→ **Supplied material**:
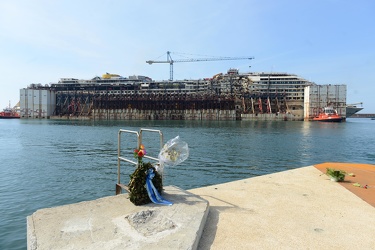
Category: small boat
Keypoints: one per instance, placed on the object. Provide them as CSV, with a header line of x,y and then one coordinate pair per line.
x,y
9,113
328,115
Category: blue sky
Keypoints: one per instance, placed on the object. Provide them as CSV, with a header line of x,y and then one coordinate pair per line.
x,y
324,41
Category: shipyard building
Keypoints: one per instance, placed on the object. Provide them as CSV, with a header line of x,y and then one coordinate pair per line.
x,y
225,96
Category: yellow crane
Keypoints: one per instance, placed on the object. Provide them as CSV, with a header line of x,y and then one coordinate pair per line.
x,y
171,61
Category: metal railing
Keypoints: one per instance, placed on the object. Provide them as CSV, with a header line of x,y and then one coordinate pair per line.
x,y
120,159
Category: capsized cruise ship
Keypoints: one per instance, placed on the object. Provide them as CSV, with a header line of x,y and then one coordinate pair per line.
x,y
224,96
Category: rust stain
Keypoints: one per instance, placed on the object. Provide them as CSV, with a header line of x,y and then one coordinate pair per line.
x,y
364,175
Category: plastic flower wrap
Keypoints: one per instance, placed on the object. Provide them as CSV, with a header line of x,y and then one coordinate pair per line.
x,y
173,153
139,153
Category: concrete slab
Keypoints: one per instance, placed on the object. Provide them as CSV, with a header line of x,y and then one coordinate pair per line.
x,y
115,223
295,209
363,174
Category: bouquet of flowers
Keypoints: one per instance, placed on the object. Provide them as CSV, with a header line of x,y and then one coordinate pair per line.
x,y
137,185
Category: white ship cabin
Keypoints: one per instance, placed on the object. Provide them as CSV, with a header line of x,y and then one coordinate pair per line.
x,y
68,80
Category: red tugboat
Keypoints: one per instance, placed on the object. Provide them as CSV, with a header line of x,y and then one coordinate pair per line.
x,y
329,115
9,113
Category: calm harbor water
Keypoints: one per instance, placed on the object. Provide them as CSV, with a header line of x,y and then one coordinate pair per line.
x,y
46,163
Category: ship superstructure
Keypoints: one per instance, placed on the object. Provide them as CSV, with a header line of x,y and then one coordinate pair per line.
x,y
229,96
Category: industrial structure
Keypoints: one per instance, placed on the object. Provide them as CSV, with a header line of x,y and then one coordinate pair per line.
x,y
229,96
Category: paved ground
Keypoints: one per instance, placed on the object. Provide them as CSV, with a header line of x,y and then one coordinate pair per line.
x,y
295,209
115,223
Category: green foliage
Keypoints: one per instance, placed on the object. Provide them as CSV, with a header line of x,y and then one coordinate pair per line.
x,y
339,175
137,185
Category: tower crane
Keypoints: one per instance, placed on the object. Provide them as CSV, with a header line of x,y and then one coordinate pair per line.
x,y
171,61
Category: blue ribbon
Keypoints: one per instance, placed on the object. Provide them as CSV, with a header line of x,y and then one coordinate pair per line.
x,y
152,192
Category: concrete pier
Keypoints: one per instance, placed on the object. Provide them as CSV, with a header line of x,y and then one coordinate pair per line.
x,y
294,209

→ **Problem requirements**: Make an exact copy of every entry above, minus the images.

→ **Finished answer**:
Category: small boat
Keypoints: one per instance, placed on the object. Provide them as CSV, with a header line of x,y and then one coordinate pair per line.
x,y
9,113
328,115
Category: blue sky
Keypoints: one per instance, placed on the object. Provide them as CSV, with a header line of x,y and then one coordinate pair per line.
x,y
324,41
Category: shipyard building
Keypoints: one per instance, placed on the object. Provide them as CSV, with a header line of x,y and then one coordinate pair per line.
x,y
225,96
Category: yellow crane
Keypoints: one per instance, placed on the object. Provide them as CSV, with a header line of x,y and then one coordinate pair per line.
x,y
171,61
Category: metal railing
Keypoints: one per instance, placed on the object. Provide them as CSV, with a header line of x,y and then one coordinate pair per line.
x,y
120,159
Category: capsized cruise ship
Keypoints: one per instance, placed on the object. Provide them as CSV, with a header line of x,y and then one coordinate pair per line.
x,y
224,96
Category: rust stain
Keypoints: one per instance, placed on the object. Provide them as CSV, with a header line of x,y and then one coordinate pair per line.
x,y
364,175
Category: plastic flower wrap
Keypoints: one per instance, placed on the object. Provide them as CSV, with a header line of x,y and then one coordinate pair per line.
x,y
173,153
139,153
Category: concrete slab
Keypoints: one per instance, placed on the object. Provide them as CSV, with a header line of x,y and then one coordinate pair per line.
x,y
115,223
295,209
363,174
Category: bouquet of flowers
Keypoints: one per instance, placed on the object. Provide them as CSV, with a header line of x,y and then one coordinate pair per line.
x,y
137,185
Category: white ship cabin
Keypoints: one per instance, placed on the object. Provide them as CSV, with a header line of x,y and then one coordinate pair per line.
x,y
68,80
Category: red tugboat
Keypoints: one per instance, placed on the object. Provide them as CSV, with a header line of x,y and then one coordinate pair per line.
x,y
329,115
9,113
Category: calm harbor water
Keypoints: one per instance, placed on the object. Provide them as CSV, with a header line of x,y and then one coordinate pair per line.
x,y
46,163
Category: ship superstructure
Keypoints: one per instance, placed on the object. Provide them as CSV, with a header line of x,y and then one coordinate pair per line.
x,y
229,96
Category: industrial structure
Keypoints: one per instance, placed on the object. Provide them as CSV, with a header line of x,y and then one coordinate pair per line.
x,y
229,96
Category: paved ground
Keypoints: one per instance, placed on the object. Provide them as CSV, with a header line of x,y and then one coordinate pair per line.
x,y
295,209
115,223
Category: green foliage
Keypoints: one per instance, placed on the object. Provide them as CSV, with a header line of x,y and then one coordinate pair per line.
x,y
339,175
137,185
Category: tower crane
Keypoints: one per instance, placed on the object. Provide them as CSV, with a header line of x,y and then one coordinate pair per line.
x,y
171,61
Category: blue ribbon
Keypoints: one per instance, placed on the object. Provide them as CSV, with a header line of x,y and then one coordinate pair per line.
x,y
152,192
Category: concrete pier
Keypoints: one per instance, placed on the object. Provide them as CSV, with a header line of x,y and then one coordinate pair per line.
x,y
294,209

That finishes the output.